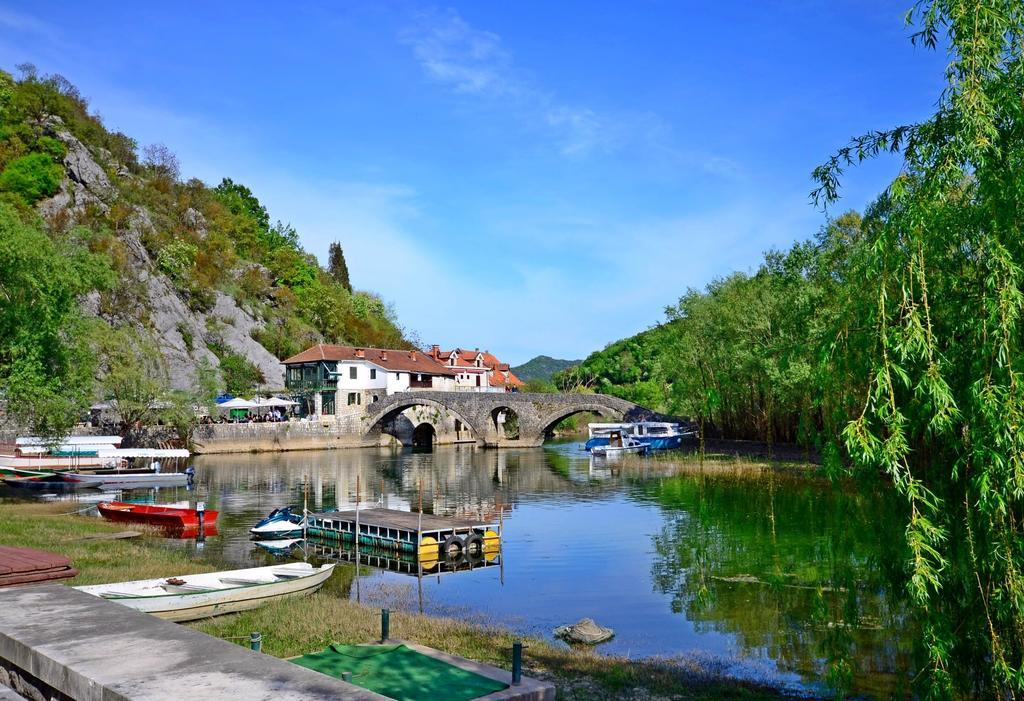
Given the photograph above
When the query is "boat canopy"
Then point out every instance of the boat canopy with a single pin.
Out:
(71, 440)
(143, 452)
(273, 401)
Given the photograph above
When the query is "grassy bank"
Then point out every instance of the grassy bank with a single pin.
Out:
(300, 625)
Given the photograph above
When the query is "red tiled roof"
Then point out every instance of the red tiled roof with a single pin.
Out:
(467, 358)
(400, 360)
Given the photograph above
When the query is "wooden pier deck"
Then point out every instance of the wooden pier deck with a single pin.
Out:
(388, 528)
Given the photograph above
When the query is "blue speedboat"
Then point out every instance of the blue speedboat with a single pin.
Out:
(656, 435)
(283, 514)
(281, 523)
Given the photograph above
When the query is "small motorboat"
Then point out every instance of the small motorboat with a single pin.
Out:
(275, 530)
(279, 524)
(620, 444)
(599, 434)
(282, 514)
(165, 517)
(282, 546)
(198, 596)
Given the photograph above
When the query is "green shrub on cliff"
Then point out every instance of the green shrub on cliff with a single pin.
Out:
(33, 177)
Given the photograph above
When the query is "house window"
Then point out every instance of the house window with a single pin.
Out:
(327, 403)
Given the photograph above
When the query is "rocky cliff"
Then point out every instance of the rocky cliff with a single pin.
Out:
(182, 335)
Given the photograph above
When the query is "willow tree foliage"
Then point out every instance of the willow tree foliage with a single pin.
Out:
(943, 408)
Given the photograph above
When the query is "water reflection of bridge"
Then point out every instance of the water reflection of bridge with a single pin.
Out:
(453, 481)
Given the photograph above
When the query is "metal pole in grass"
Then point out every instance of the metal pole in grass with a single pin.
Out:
(516, 663)
(356, 543)
(201, 534)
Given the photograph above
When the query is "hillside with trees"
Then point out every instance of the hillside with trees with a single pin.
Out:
(543, 367)
(893, 341)
(122, 280)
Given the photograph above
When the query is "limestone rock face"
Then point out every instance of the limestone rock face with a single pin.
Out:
(236, 331)
(180, 333)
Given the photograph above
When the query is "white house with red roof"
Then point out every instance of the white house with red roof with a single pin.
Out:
(477, 370)
(336, 380)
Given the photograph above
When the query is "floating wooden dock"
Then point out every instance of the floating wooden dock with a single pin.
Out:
(399, 561)
(425, 534)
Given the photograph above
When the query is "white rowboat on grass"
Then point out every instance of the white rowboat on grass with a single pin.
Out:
(199, 596)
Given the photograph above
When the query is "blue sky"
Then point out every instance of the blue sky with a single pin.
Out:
(523, 177)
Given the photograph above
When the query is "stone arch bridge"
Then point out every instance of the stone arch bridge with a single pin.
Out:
(496, 419)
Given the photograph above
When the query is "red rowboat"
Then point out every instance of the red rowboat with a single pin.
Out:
(166, 517)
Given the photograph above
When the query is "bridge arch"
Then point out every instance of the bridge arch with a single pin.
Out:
(506, 423)
(375, 422)
(479, 412)
(549, 421)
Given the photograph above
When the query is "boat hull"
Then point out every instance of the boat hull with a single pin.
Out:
(664, 443)
(127, 481)
(276, 530)
(194, 605)
(607, 450)
(155, 516)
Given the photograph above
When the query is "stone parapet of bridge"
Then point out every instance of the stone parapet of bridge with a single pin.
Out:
(486, 413)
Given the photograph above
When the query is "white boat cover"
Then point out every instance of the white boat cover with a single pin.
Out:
(71, 440)
(143, 452)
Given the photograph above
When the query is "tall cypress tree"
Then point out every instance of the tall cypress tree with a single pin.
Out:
(337, 266)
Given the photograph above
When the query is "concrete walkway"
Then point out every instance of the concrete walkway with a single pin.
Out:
(88, 649)
(94, 650)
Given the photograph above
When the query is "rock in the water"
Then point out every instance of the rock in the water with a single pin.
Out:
(585, 630)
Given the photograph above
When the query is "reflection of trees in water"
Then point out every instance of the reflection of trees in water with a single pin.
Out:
(795, 569)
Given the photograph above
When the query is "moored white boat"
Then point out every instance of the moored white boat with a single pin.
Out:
(619, 444)
(278, 529)
(199, 596)
(114, 480)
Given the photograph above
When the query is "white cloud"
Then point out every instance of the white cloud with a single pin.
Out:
(473, 61)
(454, 53)
(27, 24)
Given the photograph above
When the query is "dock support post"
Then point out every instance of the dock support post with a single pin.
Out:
(516, 663)
(201, 514)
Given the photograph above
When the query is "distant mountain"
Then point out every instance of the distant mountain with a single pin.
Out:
(542, 367)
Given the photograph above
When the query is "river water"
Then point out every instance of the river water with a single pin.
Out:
(783, 578)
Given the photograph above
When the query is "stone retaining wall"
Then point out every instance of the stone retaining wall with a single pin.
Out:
(343, 433)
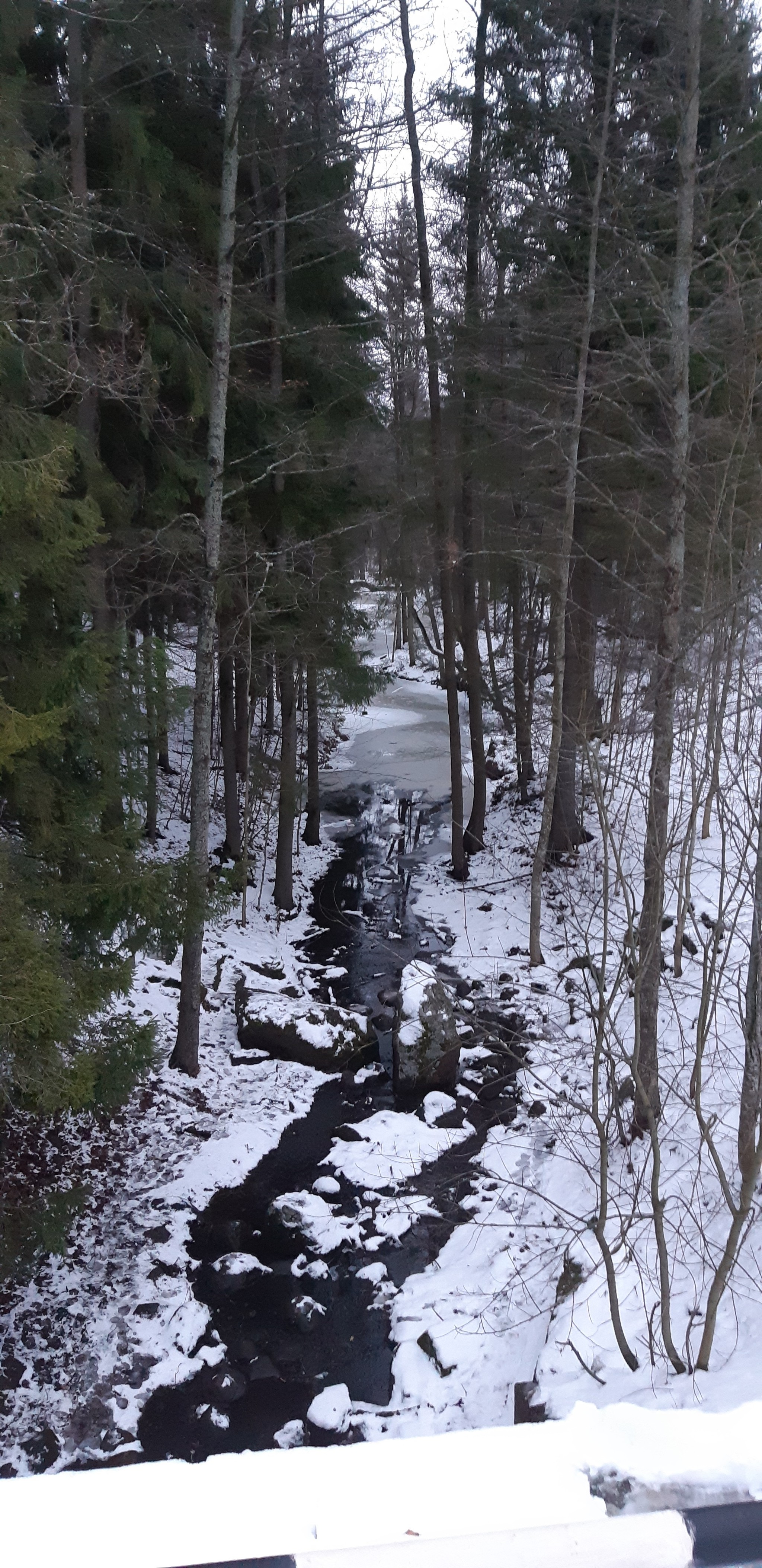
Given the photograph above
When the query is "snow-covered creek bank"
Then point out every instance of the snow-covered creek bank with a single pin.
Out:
(364, 1191)
(131, 1343)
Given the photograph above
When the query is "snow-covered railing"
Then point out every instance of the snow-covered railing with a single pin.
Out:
(715, 1537)
(528, 1497)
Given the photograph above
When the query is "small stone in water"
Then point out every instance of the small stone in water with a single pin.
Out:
(372, 1272)
(291, 1437)
(332, 1409)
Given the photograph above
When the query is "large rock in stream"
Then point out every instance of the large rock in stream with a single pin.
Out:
(426, 1037)
(320, 1035)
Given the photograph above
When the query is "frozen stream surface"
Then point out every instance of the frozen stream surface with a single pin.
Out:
(300, 1300)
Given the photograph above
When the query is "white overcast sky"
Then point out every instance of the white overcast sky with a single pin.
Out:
(440, 38)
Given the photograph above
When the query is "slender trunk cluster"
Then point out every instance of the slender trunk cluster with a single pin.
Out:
(670, 603)
(186, 1054)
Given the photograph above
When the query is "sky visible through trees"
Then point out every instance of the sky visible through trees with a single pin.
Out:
(324, 325)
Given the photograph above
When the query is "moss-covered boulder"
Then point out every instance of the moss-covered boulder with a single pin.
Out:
(303, 1031)
(426, 1037)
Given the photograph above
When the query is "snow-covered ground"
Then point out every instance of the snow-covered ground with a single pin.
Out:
(518, 1294)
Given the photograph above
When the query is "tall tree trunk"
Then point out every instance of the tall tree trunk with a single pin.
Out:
(283, 893)
(474, 836)
(281, 170)
(557, 631)
(443, 527)
(269, 724)
(82, 302)
(151, 738)
(313, 822)
(233, 822)
(186, 1054)
(521, 698)
(750, 1118)
(159, 648)
(242, 712)
(669, 637)
(579, 705)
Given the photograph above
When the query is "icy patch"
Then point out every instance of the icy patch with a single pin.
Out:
(291, 1437)
(436, 1105)
(239, 1264)
(372, 1272)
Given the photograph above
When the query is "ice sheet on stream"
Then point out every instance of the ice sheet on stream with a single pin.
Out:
(493, 1308)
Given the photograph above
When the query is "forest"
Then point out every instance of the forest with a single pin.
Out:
(380, 730)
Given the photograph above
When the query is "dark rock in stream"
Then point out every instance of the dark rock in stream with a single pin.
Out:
(320, 1037)
(426, 1040)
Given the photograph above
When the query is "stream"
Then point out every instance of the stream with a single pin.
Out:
__________________________________________________
→ **Exercise aim**:
Going through the records above line by line, transcribe each one exactly and skip any pictures.

→ **Task answer**:
Given the photograph above
When the query is "boat canopy"
Then point out every instance of the boat canopy with a single pin.
Out:
(71, 440)
(143, 452)
(273, 401)
Given the photograph above
When the query is "grassy bank"
Then point out every instance of the grassy bank with a single pin.
Out:
(300, 625)
Given the photograph above
When the query is "red tiled roof"
Then point out every instance of the red tiled roof with a single pin.
Out:
(467, 358)
(400, 360)
Given the photograph above
When the query is "wooden pier deck"
Then point out every instance of the wooden pier deck with a single pin.
Out:
(388, 528)
Given the photograph above
When the query is "blue speedboat"
Then point out every instance of the blue speedboat with a single pin.
Out:
(656, 435)
(283, 514)
(281, 523)
Given the photograph above
When the query is "small motorboat"
Then point out every instance of the small motorboat with a single pin.
Out:
(275, 530)
(279, 524)
(620, 444)
(599, 434)
(282, 514)
(165, 517)
(282, 546)
(198, 596)
Given the photograph above
When the query is "green shrub on cliff"
Then point out every instance of the green shrub on cliff with a single pin.
Out:
(33, 177)
Given the photograph above
When the query is "house window"
Then point out every instance of the house window with a single pin.
Out:
(327, 403)
Given the photograph above
When the query is "rocky cliff"
Then point out every instance of the rocky cliff with a single pin.
Out:
(182, 335)
Given the photograph above
When the query is "willow tree foliage"
Then point out every instance of the willow tree foliage with a single pin.
Out:
(943, 408)
Given the photograph above
When the query is "water reflection of bridge"
Then point out every instance of the water reflection of bridge with a single pin.
Out:
(453, 481)
Given the photograph above
When the query is "metal pole in grass"
Then point out every instance of the metal pole in grass with a single pin.
Out:
(516, 663)
(356, 543)
(201, 534)
Given the photograph above
When the query is "hillside with trees"
Then point out every instance of the hillside with trees with a single pin.
Out:
(543, 367)
(893, 341)
(122, 280)
Given the photograph above
When the query is "limestone rock face"
Then point out every instance of the limestone rock face with a single pin.
Out:
(236, 331)
(180, 333)
Given the photograph above
When the query is "white house with red roof"
Then point out every instance of the white house with red roof with a single pin.
Out:
(477, 370)
(336, 380)
Given the photograph above
When the query is "floating wooden dock"
Then point out every instance of the floating wooden dock with a single pin.
Out:
(399, 561)
(425, 534)
Given the photograph above
When the query is "white rowboat on grass"
Then point out every instance of the white rowboat on grass with a single pin.
Out:
(199, 596)
Given the photograph above
When the query is "blue sky"
Then point out every instance of the blue sky with a single pin.
Out:
(523, 177)
Given the photograph above
When the query is "stone arch bridge"
Then point out every instance of the stone arch bridge with a single pin.
Out:
(496, 419)
Given the photograph above
When the query is "red rowboat"
Then point out every instance of the red rowboat with a single pin.
Out:
(166, 517)
Given the photograph above
When the query is "bridge arch"
Then point out every instance of the bridge arch with a single pin.
Out:
(506, 423)
(375, 422)
(479, 412)
(549, 421)
Given the photograph above
When the query is "boat hull"
Then point out every instance of the boat hull with a single pin.
Out:
(664, 443)
(127, 481)
(276, 530)
(194, 605)
(607, 450)
(155, 516)
Given the photograph above
When the query is "stone parapet of bridge"
Then point out every instance of the stone parapet of bridge with a single pin.
Out:
(486, 413)
Given the photograph above
When the query is "white boat cover"
Then point out every instance of the white boat cover with a single pin.
Out:
(71, 440)
(143, 452)
Given the photograph above
When the query is "tall cypress tree"
Then point out every instance of the tall cypress tree with a single pin.
Out:
(337, 266)
Given the photograph above
When the query is "concrete walkway"
Then point out every instance of the concrete walkway with a single pin.
Out:
(88, 649)
(94, 650)
Given the photograph above
When the query is "rock in the water"
Then point out every instance of the rock in the water with a single pin.
Out:
(585, 630)
Given the photograph above
When the query is "reflection of trees in water"
Then point out every instance of the reflection of trees in water with a single pin.
Out:
(795, 569)
Given the photograph above
When the query is "moored white boat"
Then point out every instance of the moored white boat with a single pin.
Out:
(619, 444)
(278, 529)
(199, 596)
(114, 480)
Given the photograph above
When the query is "white cloud"
Then point out every instance of the white cloud with a single pin.
Out:
(473, 61)
(454, 53)
(27, 24)
Given the photograph above
When the query is "dock support post"
Then point out every instance of the dock support post with a single pin.
Out:
(516, 663)
(201, 514)
Given the photograph above
When the query is "distant mountain"
Then point out every instance of the distant mountain with a single pin.
Out:
(542, 367)
Given the photograph above
When the query is "river water"
Then point out every instance of the river water with a single pin.
Out:
(783, 578)
Given the photograph above
When the query is "stone retaining wall"
Then point out every instance of the stone retaining wall with a single pin.
Out:
(343, 433)
Given the photograph above
When the query is "snow-covered creek bank"
Then point out every instance of the snow-covered creek bank with a single pin.
Out:
(364, 1191)
(131, 1343)
Given the photograph above
When the query is "snow-covered railing"
Then point out every instance of the snow-covered railing with a single pin.
Out:
(715, 1537)
(528, 1497)
Given the photograph above
When the query is "small stone in water"
Then point out every instance of the small stone in water with a single pin.
Out:
(372, 1272)
(291, 1437)
(332, 1409)
Given the photograph above
When the query is "large rock in stream"
Then point out every instance of the large rock in stream with a single pin.
Out:
(426, 1037)
(320, 1035)
Given the photograph above
When the query is "frozen stream surface"
Then point out every instance of the frozen stream surface with a single pin.
Out:
(300, 1300)
Given the photograph above
When the query is "white overcast sky"
Then point out every instance of the white overcast sky with a single pin.
Out:
(440, 38)
Given the photograph above
When the query is "slender trunk cluster"
Then point out every instance of the slender trunk cluster with a single pin.
Out:
(670, 603)
(186, 1054)
Given the photograph above
When the query is "sky visible through trees"
Then point out every instance of the sky visible through trees with a single pin.
Out:
(324, 325)
Given the photograph above
When the query is "moss-covered boulder"
Then point out every instance of the moss-covered boulder with a single pin.
Out:
(303, 1031)
(426, 1037)
Given the photograph above
When the query is "snow-covered ground"
Then point out every instance of the snow-covered ground with a single pin.
Out:
(518, 1294)
Given the photograph above
When the query is "tall tree trunk"
Then point out every instance of the tall tree trunk with a single pin.
Out:
(283, 893)
(474, 836)
(281, 170)
(557, 631)
(443, 527)
(269, 724)
(82, 302)
(151, 738)
(313, 822)
(233, 822)
(186, 1054)
(521, 698)
(750, 1118)
(159, 648)
(242, 712)
(669, 637)
(579, 705)
Given the photograph above
When the query is "icy patch"
Then point out every instance of the icy patch with a single pin.
Out:
(291, 1437)
(436, 1105)
(239, 1264)
(372, 1272)
Given the photograph above
When the query is "ice sheet on stream"
Then point out every instance of the ice sheet on stream with a single pin.
Out:
(493, 1308)
Given the photograph above
When the query is "forest"
Then point out every instance of the forest with a single pin.
Out:
(380, 730)
Given the photograph above
When the query is "dark rock in stream"
Then point out every instance of the dark rock in stream with a single pin.
Out:
(320, 1037)
(426, 1040)
Given the photograph above
When the query is "stream"
Then point out every instance of the stream with a single pin.
Out:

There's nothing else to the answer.